Je vais à présent me coucher. Prendre mon livre de droit civil et réviser.
Je n'ai plus le temps pour les amitiés.

S'il est rare de trouver des amis, n'est-il pas à peu près aussi rare qu'on en cherche réellement. Je vois l'intérêt ou le plaisir rompre des noeuds légers, formés pour un seul jour, et j'entends accuser l'amitié, qui, cependant, leur était étrangère !

On aime son ami sans intérêt vulgaire, on l'aime pour en être aimé ; il fait partie de notre famille : un ami est un frère que nous avons choisi. Je n'avais que Saliou comme ami. J'ai sacrifié ma vie pour ce salo.

Tous les échanges sont avantageux avec un être qu'on aime et dont on est aimé. S'il souffre, on partage ses peines ; mais la douleur qu'on ressent est adoucie par la certitude d'alléger la sienne, et par cette émotion qui naît dans notre âme aussitôt que nous remplissons un devoir. Lorsqu'à son tour on éprouve un revers, au lieu de se trouver seul avec le malheur, on reçoit des consolations si tendres, si touchantes qu'on cesse d'accuser le sort pour bénir l'amitié.

Un ami est d'une autre nature que le reste des hommes. Ceux-ci nous dissimulent nos défauts, ou nous en font apercevoir avec malignité ; un ami nous en parle sans nous blesser ; il nous reproche nos fautes, et, dans le monde, il sait les excuser.

On ne sent à quel point il peut être cher qu'après avoir été longtemps le compagnon fidèle de sa bonne et de sa mauvaise fortune. Que d'émotions on éprouve en se livrant au souvenir des périls communs, si l'on a traversé avec lui les orages d'une longue révolution ! Ce n'est jamais sans attendrissement qu'on se dit : Nous avions mêmes pensées et mêmes espérances ; tel événement nous pénétra de joie, tel autre nous fit gémir. Unissant nos efforts, un jour nous parvînmes à sauver un infortuné ; il nous pressa tous deux ensemble dans ses bras. Bientôt des dangers nous menacèrent : il fallut fuir, le sort, nous sépara ; mais nous étions toujours présents l'un à l'autre. Il craignait pour moi, je craignais pour lui. Je lisais encore dans son âme ; je disais : Telle frayeur l'agite, il forme tel projet, il conçoit telle espérance. Enfin, nos peines ont disparu ; et combien le repos a de charmes ! nous le goûtons ensemble.
────
# [Consignes]
1 - Pouvez-vous réécrire sous forme de liste le paragraphe du texte sur l'amitié qui commence par « Tous les échanges sont avantageux », en conservant ses idées principales ?
2 - Pouvez-vous donner la suite du texte sur l'amitié, à partir de sa dernière phrase ?
Les lignes ci-dessous ne sont pas nécessaires.

# [Liste des lignes]
────
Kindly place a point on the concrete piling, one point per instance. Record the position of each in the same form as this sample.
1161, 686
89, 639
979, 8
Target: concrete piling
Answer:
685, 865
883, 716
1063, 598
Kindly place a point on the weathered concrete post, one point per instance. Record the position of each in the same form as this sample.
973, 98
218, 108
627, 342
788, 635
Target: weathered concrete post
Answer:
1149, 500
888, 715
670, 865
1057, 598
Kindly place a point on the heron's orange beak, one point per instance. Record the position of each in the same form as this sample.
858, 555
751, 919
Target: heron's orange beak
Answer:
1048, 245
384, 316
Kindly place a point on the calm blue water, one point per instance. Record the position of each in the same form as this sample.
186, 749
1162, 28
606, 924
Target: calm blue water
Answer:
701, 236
────
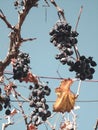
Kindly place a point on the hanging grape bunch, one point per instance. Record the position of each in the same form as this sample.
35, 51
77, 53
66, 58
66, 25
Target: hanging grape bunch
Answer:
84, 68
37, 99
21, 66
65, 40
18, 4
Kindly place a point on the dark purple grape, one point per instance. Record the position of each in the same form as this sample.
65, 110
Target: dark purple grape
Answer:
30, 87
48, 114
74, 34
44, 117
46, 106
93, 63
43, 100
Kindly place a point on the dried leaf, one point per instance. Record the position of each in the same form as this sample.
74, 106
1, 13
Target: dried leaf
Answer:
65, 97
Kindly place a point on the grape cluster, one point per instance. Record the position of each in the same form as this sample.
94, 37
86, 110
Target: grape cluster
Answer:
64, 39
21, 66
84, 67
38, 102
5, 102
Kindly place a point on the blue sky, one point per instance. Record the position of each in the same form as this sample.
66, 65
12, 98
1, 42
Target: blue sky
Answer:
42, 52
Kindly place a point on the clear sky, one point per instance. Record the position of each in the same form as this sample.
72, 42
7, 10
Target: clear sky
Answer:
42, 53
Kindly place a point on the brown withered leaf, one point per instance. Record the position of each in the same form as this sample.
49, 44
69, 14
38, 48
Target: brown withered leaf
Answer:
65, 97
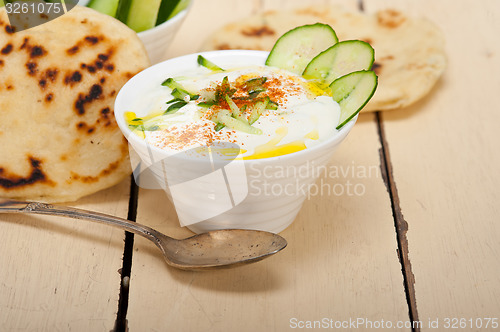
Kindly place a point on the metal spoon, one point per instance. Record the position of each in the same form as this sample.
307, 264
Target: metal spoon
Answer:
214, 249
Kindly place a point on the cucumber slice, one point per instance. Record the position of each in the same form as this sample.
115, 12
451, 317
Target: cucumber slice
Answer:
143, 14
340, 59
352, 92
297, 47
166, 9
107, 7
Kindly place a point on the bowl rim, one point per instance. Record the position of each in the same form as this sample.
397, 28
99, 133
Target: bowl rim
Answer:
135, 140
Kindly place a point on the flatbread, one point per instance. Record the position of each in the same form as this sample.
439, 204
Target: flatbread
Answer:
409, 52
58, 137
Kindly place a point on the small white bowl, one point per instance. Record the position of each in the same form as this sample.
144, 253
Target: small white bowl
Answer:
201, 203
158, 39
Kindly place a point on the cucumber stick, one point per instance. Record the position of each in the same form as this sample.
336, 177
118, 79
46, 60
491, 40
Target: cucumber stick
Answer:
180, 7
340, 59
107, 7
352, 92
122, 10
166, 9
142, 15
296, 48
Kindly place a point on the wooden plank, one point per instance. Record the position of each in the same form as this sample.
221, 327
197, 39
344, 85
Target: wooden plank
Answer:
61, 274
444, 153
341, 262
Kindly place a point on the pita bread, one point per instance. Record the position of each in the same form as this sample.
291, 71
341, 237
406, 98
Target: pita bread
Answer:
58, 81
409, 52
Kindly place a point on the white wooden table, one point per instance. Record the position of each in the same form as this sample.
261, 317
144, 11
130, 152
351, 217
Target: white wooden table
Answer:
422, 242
────
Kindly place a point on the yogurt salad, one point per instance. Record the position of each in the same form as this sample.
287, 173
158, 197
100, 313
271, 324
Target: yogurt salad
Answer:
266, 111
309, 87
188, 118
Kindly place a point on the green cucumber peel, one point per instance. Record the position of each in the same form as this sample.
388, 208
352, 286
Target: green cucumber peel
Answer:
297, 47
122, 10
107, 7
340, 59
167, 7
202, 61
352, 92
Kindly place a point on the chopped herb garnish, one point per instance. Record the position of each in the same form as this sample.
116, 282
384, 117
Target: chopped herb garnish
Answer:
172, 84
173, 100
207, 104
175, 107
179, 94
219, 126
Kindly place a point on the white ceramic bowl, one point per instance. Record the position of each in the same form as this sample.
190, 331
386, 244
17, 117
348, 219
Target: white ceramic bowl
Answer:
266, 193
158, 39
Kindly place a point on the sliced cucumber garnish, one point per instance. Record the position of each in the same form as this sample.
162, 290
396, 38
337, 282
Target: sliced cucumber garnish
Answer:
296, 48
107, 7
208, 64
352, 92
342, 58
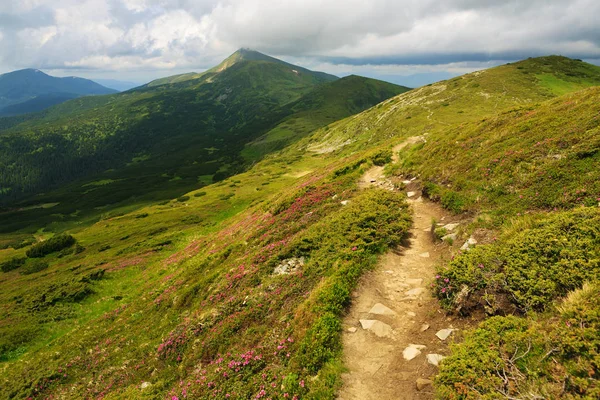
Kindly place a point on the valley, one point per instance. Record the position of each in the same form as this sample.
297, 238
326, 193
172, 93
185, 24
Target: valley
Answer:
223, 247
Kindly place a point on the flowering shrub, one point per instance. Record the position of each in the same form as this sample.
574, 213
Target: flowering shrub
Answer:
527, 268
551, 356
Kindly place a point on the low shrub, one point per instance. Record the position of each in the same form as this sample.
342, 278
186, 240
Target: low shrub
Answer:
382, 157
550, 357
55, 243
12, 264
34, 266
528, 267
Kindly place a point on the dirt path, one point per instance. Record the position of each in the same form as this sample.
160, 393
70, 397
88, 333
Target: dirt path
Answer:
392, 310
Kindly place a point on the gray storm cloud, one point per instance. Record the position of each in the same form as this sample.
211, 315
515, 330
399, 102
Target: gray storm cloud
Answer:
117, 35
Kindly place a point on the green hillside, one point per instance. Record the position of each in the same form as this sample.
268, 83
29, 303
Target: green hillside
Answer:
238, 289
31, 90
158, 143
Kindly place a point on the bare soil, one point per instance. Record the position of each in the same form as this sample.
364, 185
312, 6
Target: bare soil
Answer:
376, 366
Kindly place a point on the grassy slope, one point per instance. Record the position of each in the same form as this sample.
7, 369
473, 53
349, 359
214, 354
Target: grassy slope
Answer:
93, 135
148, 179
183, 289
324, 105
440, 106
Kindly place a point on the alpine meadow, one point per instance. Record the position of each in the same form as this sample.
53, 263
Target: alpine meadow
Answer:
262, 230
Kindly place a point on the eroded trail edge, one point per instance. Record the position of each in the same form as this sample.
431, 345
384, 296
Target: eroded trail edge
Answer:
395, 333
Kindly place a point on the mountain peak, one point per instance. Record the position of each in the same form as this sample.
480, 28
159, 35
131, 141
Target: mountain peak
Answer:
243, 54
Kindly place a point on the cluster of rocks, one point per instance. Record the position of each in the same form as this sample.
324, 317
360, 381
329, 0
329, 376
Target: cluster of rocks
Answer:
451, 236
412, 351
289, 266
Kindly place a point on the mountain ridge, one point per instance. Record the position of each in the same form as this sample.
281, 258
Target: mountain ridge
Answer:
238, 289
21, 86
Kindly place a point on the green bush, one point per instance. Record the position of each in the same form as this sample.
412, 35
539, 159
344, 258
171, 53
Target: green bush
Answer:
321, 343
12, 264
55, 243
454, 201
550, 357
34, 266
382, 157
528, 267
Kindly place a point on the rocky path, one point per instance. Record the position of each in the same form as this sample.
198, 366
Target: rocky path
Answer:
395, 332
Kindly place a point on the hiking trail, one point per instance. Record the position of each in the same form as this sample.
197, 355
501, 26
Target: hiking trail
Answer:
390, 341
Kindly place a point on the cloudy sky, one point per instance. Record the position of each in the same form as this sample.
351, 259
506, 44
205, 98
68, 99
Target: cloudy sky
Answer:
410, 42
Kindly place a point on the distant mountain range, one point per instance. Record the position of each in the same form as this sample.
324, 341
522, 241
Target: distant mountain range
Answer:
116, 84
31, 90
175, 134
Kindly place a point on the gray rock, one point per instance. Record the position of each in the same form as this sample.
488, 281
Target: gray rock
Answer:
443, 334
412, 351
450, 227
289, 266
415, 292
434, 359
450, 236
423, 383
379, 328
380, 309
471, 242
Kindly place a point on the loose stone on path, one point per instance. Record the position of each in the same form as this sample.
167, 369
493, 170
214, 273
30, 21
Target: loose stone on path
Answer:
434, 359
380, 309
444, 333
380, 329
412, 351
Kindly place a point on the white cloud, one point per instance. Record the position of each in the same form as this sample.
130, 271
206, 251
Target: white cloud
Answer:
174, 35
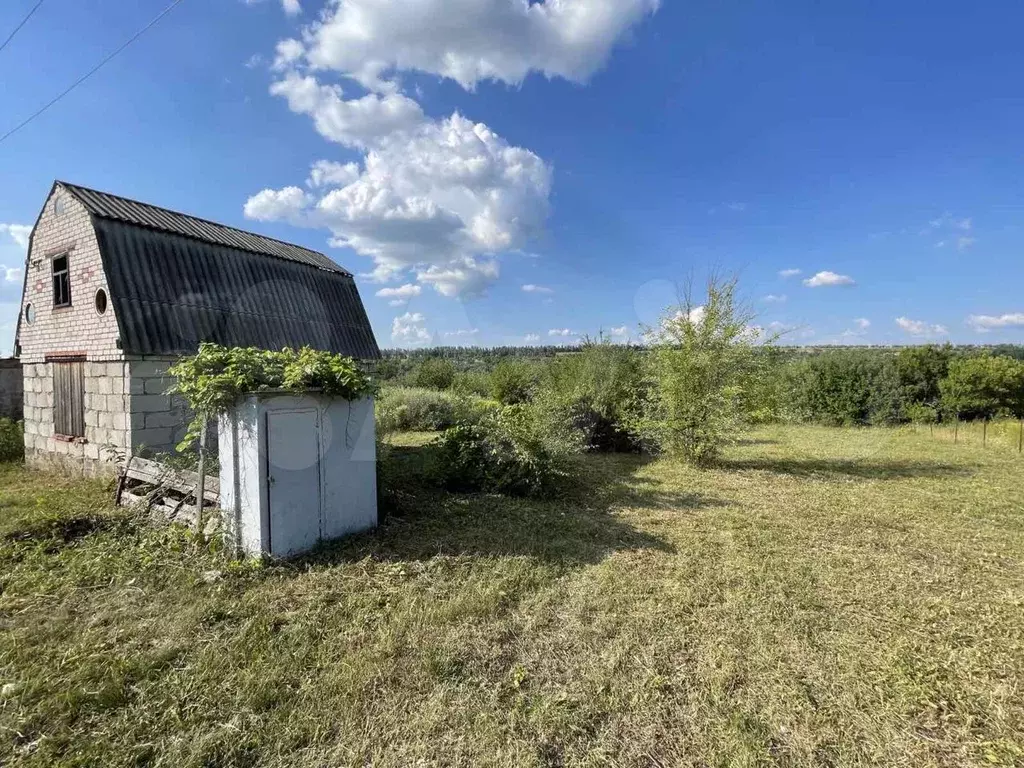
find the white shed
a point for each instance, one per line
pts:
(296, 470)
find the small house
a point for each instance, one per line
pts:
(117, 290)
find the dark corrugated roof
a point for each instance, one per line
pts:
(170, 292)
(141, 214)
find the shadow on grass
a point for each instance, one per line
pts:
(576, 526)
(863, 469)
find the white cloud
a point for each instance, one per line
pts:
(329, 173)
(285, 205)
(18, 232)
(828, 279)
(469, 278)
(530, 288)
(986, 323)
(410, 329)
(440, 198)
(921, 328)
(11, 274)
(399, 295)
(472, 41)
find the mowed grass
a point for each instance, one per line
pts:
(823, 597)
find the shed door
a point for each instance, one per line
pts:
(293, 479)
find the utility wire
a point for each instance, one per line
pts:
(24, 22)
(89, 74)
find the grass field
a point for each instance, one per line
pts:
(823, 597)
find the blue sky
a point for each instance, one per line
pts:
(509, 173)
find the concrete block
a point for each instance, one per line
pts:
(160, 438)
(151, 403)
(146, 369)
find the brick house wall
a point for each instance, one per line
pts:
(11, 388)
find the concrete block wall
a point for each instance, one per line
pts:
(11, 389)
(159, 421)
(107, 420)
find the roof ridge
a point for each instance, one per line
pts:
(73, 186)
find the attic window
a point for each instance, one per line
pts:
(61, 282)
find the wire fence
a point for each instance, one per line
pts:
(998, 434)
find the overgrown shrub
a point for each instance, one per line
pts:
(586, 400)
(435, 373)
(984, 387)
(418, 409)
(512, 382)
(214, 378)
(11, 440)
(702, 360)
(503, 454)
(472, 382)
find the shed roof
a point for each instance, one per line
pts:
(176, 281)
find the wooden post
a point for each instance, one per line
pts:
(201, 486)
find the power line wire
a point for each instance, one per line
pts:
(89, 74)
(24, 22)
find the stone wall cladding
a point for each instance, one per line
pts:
────
# [Réponses]
1 -
- Avec un être qu'on aime et dont on est aimé, tous les échanges sont avantageux.
- S'il souffre, on partage ses peines. Cette douleur est adoucie par la certitude d'alléger la sienne et par l'émotion née du devoir accompli.
- Si l'on subit soi-même un revers, on ne reste pas seul avec le malheur. On reçoit des consolations si tendres qu'on cesse d'accuser le sort pour bénir l'amitié.

2 -
C'est une absurdité que de s'enorgueillir de la réputation d'un homme à qui l'on est uni par les liens du sang ; mais on peut être fier des rares qualités de son ami. Les noeuds qu'il a formés ne sont point l'ouvrage du hasard ; et, puisqu'on a mérité son estime, on lui ressemble au moins par les qualités du coeur.

Je prends une haute opinion de l'homme à qui j'entends exagérer ou les talents ou les vertus de ses amis. Il possède les qualités dont il parle, puisqu'il a besoin de les supposer à ceux qu'il aime.

En révérant l'amitié, ne craignons point d'assigner le rang qu'elle doit occuper dans nos coeurs. Une femme est la véritable compagne de notre destinée, et l'amitié ne doit être que l'auxiliaire de l'amour.

On ne profane point le nom d'ami en le donnant à plusieurs hommes, s'ils inspirent une haute estime, un tendre intérêt, si l'on ressent toutes leurs peines, tous leurs plaisirs, et si l'on est capable de dévouement envers eux.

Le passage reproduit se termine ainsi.